- _DOCUMENT EXTRACT_:
---
If the speeches in Thucydides were brought under a technical classification, the Funeral Oration would be the only example of the "panegyrical" or epideictic class; the pleading of the Plataeans and Thebans before the Spartan Commissioners might possibly be called "forensic"; and all the other speeches would be in some sense "deliberative." But such a classification, besides being rather forced, does not correspond to any real differences of structure or form. If the speeches are to be viewed in their literary relation to the History, it is enough to observe that the addresses of leaders to their troops may be regarded as practically forming a class apart.
---
- _EXERCISE REQUIREMENTS_:
A. In the passage on the speeches in Thucydides, change "Spartan Commissioners" to "Spartan judges" throughout the part that opens with the words containing "If the speeches in" and closes with "a class apart.", and give that part again.
B. Answer these questions about the passage on the speeches in Thucydides.
(i) Which speech would be the only example of the "panegyrical" or epideictic class?
(ii) Before whom did the Plataeans and Thebans make their pleading?
(iii) Which addresses may be regarded as practically forming a class apart?
---
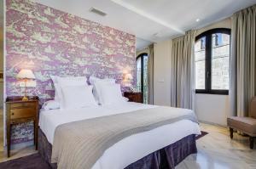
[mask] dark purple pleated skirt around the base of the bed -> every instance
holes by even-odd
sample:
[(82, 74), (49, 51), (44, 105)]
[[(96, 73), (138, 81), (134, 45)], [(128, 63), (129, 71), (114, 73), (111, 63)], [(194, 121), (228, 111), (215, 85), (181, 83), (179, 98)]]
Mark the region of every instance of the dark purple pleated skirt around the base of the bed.
[[(52, 145), (41, 129), (38, 131), (38, 152), (52, 168), (57, 168), (56, 163), (50, 163)], [(174, 169), (178, 163), (188, 155), (197, 153), (195, 135), (189, 135), (174, 144), (159, 149), (142, 159), (126, 166), (125, 169)]]

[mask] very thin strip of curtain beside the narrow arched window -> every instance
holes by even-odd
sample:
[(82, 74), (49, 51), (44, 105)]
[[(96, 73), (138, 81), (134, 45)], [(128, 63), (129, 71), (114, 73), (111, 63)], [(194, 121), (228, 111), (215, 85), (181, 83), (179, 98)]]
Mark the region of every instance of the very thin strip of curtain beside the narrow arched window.
[(148, 46), (148, 104), (154, 104), (154, 44)]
---
- _SOLUTIONS TO THE PROBLEMS_:
A.
If the speeches in Thucydides were brought under a technical classification, the Funeral Oration would be the only example of the "panegyrical" or epideictic class; the pleading of the Plataeans and Thebans before the Spartan judges might possibly be called "forensic"; and all the other speeches would be in some sense "deliberative." But such a classification, besides being rather forced, does not correspond to any real differences of structure or form. If the speeches are to be viewed in their literary relation to the History, it is enough to observe that the addresses of leaders to their troops may be regarded as practically forming a class apart.

B.
(i) The Funeral Oration.
(ii) The Spartan Commissioners.
(iii) The addresses of leaders to their troops.